L’Amère à Boire (2049 St-Denis)
This brewery features mostly Central and Northern European styles, with some British thrown in for good measure. All expertly done, though the porter was a bit disappointing. (But you have to love a brewery where the worst beer is a porter you would be happy to drink on any given evening.)
The stars of the session (OK, sessions) were their Odense Porter and Imperial Stout. The Odense is a Baltic porter; that is, a dark and intensely malty and somewhat viscous lager. I have never encountered this style at a brewpub before, normally having to content myself to bottled products from Okocim (perhaps the classic Baltic porter for its rather extreme viscosity and chocolate-malt flavor), Zywiec (better balanced than the Okocim, though not necessarily better overall, and apparently no longer brewed), Utenos (an excellent version from Lithuania) and various others from Baltic countries. (In 1994 we encountered Okocim on tap at a place on Krakow’s main square, but in 2005 we could not find it anywhere.) OK, back to Montreal. I take my hat off to any brewer who can master this rare style, and this one can. It was right up there with the best from the Baltic region.
The imperial stout was one of the very best of the style I have ever had. It was like drinking a rich chocolate dessert, and it was the perfect second dessert after the homemade mango and coconut sorbets at Le Piton de la Fournaise (see our main Montreal trip report).
L’Amere à Borire also had a Czech dark lager, another variety I have never seen at a North American brewpub that I can recall. It was not exactly U Fleku, but it was excellent.
The brewery website indicates fourteen styles on a “flavours circle” but there were “only” about half that many when we visited.
Elsewhere, we tasted various Unibroue prodcuts, but all in bottles, and some of which I know are available in some stores near home. (Somewhere in Montreal or Ville Québec there must be Unibroue taps, but on our short visit we did not encounter any.) The most memorable were the Maudite and L’Éphémère au moût de pomme (a saison brewed with Granny Smith apples). We also had a few other Quebecois beers at various places, including a luscious McAuslan St. Ambroise oatmeal stout (with a 100 percentile rating from 444 reviewers at Rate Beer) on tap at St. Alexandre pub in Quebec City and a rich and coffeeish Boréale Noire stout and the same brewery’s strong and caramelish Cuivrée. (The latter two were tasted at Le Fripon on Place Jacques Cartier, the stout on tap and the strong ale in bottle.)

_Recorded data:_

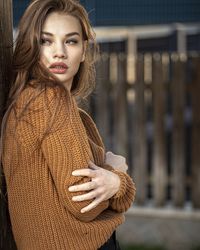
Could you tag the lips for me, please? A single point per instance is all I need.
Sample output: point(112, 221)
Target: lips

_To do:_
1. Answer these about the beer review:
(a) What style of beer is the Odense Porter?
(b) Which sorbets did the writer eat before the imperial stout?
(c) How many styles does the brewery website show on its "flavours circle"?
2. Carry on the beer review from its last sentence.
The data above is separate material from the beer review.

_Task-by-task results:_
1.
(a) A Baltic porter, a dark, intensely malty and somewhat viscous lager.
(b) Homemade mango and coconut sorbets at Le Piton de la Fournaise.
(c) Fourteen.

2.
On to Chicago
We did a one-night stopover to see one of Merry’s college friends from their Wayne State days. She now lives and works near O’Hare and was kind enough to pick us up and be our beer chauffeur for the evening.
First stop was Goose Island Wrigleyville. I’ve wanted to go to the Goose for a long time, and while I still have not been to the original on Clybourn, at least I have gotten Goosed now. We tasted:
World Cup Ale 5.7% on cask. This was probably the star of the session. The brewery describes it as having “a slightly sweet malt character – due in part to the addition of toasted applewood chips in the bright tank.” It is dry-hopped generously with Centennial and could be classified as an IPA.
Honker’s Ale 4.3%. This is perhaps their signature beer. Very good, not spectacular.
Nut Brown Ale 4.5%. A very good nut brown, though never a favorite style of mine and could not stand up to the session competition.
Fat Goose 4.8%. Very nice amber.
Matilda 6.9%. A very serious rival to the World Cup for the honor of best of session. This is a Belgian-style strong ale with a special yeast strain and Styrian Golding and “an abundance of Saaz hops.” A real Belgian strong ale would not be this hoppy. And no, that was not a complaint. You have to love a brewer with this kind of sense of advanture! Matilda is one of a series of specialty seasonal beers that are available at the brewery for purchase in bottles (in addition to their regularly distributed bottled lineup), so I took one home.
Unfortunately, they were out of the Dead Goat Porter, which was brewed to “help break the curse on the Cubs” (apparently without success).
The Map Room (1949 N. Hoyne)
By reputation, this just may be the best place in all of Chicago for the beer lover. (Rated #5 in the country at BA, near in rank to several others I know and love: Toronado, Papago, and O’Brien’s). Reputation deserved. We tasted:
Houblon Chouffe Dobbelen IPA Tripel 9%. Wow, this is one of the most interesting ‘crossover’ beers I have had in a long time. It is what its name says: a mix of Belgian triple and double IPA styles, and while its level of hoppiness was not anywhere near a typical American double IPA, it had all the fruity and complex flavors you would expect from a classic Belgian brewer and much more intense hop character than anything I tasted in Belgium. This was simply a sensational beer, with perfect balance.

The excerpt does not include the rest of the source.